ESTRATTO DELLA PAGINA

<<<<

Il villaggio bosniaco, simbolo della devastazione e dell’oblio
Il villaggio, un tempo potente motore dello sviluppo della Bosnia Erzegovina socialista, si sta trasformando in un arcaico ricordo di un’epoca felice. Le oasi rurali stanno scomparendo, complice il disboscamento illegale e l’inquinamento delle sorgenti di montagna

Monastero francescano a Kraljeva Sutjeska – Foto S. Mlađenović Stević
Monastero francescano a Kraljeva Sutjeska - Foto S. Mlađenović Stević
Siamo a Jusići, un villaggio sperduto ai piedi del monte Zvijezda, nella Bosnia centrale, dove incontriamo gli ultimi custodi dei bei tempi andati e testimoni della distruzione moderna.
Dalla fine della Seconda guerra mondiale fino agli anni Settanta, l’agricoltura ha svolto un ruolo di primo piano nello sviluppo della Bosnia Erzegovina. La pastorizia, la frutticoltura e l’agricoltura erano le attività dominanti nei villaggi bosniaci, contribuendo in modo significativo, attraverso grandi aziende agricole, allo sviluppo postbellico della Jugoslavia.
Gli abitanti dei villaggi, oltre a lavorare nell’industria e nelle città, guadagnavano un reddito supplementare con le loro aziende agricole e i prodotti delle campagne bosniaco-erzegovesi, come tabacco di qualità, formaggi, vino, frutta e prodotti a base di carne, si potevano trovare sugli scaffali dei negozi di tutto il mondo.
Oggi, in Bosnia Erzegovina le aree rurali sono abbandonate a se stesse. Le oasi contadine, un tempo fertili e impregnate di vita, stanno praticamente scomparendo. Alcuni villaggi si sono svuotati durante la guerra, altri invece, travolti dalla povertà diffusa degli ultimi decenni, stanno lentamente scomparendo, sotto il peso degli effetti devastanti di uno sfruttamento sfrenato delle risorse naturali.
I dati dell’ultimo censimento (2013) rivelano le conseguenze di questa tendenza: circa cinquecento villaggi sono completamente abbandonati, 1.486 hanno meno di dieci abitanti e in 804 non ci sono bambini.
Sono rimasti solo gli anziani ad abitare le grandi case, costruite per intere famiglie, oggi disperse nei centri urbani della BiH e all’estero.

Ingresso principale per Bobovac – Foto S. Mlađenović Stević
Leggende su Bobovac e la convivenza a Kraljeva Sutjeska
“Addio, mia gloriosa Bosnia, custode dei miei tre tesori: il grano di Liješnica, il pesce di Bukovica e l’acqua di Radakovica, che non si trovano più da nessun’altra parte del mondo”, sono le famose parole pronunciate da Katarina, l’ultima regina della Bosnia, prima di lasciare definitivamente la città fortificata di Bobovac.

>>>>

COMPITI
1) Elenca tutti i prodotti delle campagne bosniaco-erzegovesi che, secondo l'articolo, si potevano trovare sugli scaffali dei negozi di tutto il mondo.
2) Copia dall'articolo, senza alcuna modifica, il passo che va da "Sono rimasti solo" fino a "fortificata di Bobovac.".
Per svolgere il lavoro basati esclusivamente sull'articolo riportato sopra.

DATI FORNITI

<<<<

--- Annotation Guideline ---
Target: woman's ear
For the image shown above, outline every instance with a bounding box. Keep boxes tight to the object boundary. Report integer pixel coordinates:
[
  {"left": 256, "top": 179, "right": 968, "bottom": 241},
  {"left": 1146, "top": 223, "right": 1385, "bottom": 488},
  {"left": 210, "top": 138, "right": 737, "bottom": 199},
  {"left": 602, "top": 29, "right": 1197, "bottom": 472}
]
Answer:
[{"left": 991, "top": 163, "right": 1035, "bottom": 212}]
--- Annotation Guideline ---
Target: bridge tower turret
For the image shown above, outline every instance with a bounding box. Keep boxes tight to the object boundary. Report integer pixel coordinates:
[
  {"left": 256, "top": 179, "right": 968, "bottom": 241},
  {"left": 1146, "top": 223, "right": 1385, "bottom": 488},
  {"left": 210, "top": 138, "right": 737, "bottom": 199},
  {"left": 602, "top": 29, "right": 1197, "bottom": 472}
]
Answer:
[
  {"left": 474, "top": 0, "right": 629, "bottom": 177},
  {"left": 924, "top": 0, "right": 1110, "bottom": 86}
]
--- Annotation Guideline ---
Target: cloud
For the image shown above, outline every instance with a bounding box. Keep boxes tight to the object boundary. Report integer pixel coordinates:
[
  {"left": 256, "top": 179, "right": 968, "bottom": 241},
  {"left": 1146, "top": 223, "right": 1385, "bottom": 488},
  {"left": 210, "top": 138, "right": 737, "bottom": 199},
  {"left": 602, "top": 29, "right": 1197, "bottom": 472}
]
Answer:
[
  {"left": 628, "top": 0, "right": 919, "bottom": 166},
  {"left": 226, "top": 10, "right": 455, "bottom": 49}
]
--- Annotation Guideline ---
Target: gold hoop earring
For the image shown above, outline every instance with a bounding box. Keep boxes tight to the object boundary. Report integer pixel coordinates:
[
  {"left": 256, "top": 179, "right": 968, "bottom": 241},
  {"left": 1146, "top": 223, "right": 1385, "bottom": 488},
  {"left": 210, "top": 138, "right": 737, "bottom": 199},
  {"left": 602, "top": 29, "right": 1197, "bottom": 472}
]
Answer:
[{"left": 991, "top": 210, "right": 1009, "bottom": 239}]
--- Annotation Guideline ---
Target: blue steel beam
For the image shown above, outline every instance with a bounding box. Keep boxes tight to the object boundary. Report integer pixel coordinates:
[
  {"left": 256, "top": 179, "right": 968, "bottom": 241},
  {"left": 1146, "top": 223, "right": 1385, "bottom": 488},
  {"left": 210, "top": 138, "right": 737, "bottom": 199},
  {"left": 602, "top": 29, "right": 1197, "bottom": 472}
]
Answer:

>>>>

SOLUZIONI
1) Tabacco di qualità, formaggi, vino, frutta e prodotti a base di carne.

2)
Sono rimasti solo gli anziani ad abitare le grandi case, costruite per intere famiglie, oggi disperse nei centri urbani della BiH e all’estero.

Ingresso principale per Bobovac – Foto S. Mlađenović Stević
Leggende su Bobovac e la convivenza a Kraljeva Sutjeska
“Addio, mia gloriosa Bosnia, custode dei miei tre tesori: il grano di Liješnica, il pesce di Bukovica e l’acqua di Radakovica, che non si trovano più da nessun’altra parte del mondo”, sono le famose parole pronunciate da Katarina, l’ultima regina della Bosnia, prima di lasciare definitivamente la città fortificata di Bobovac.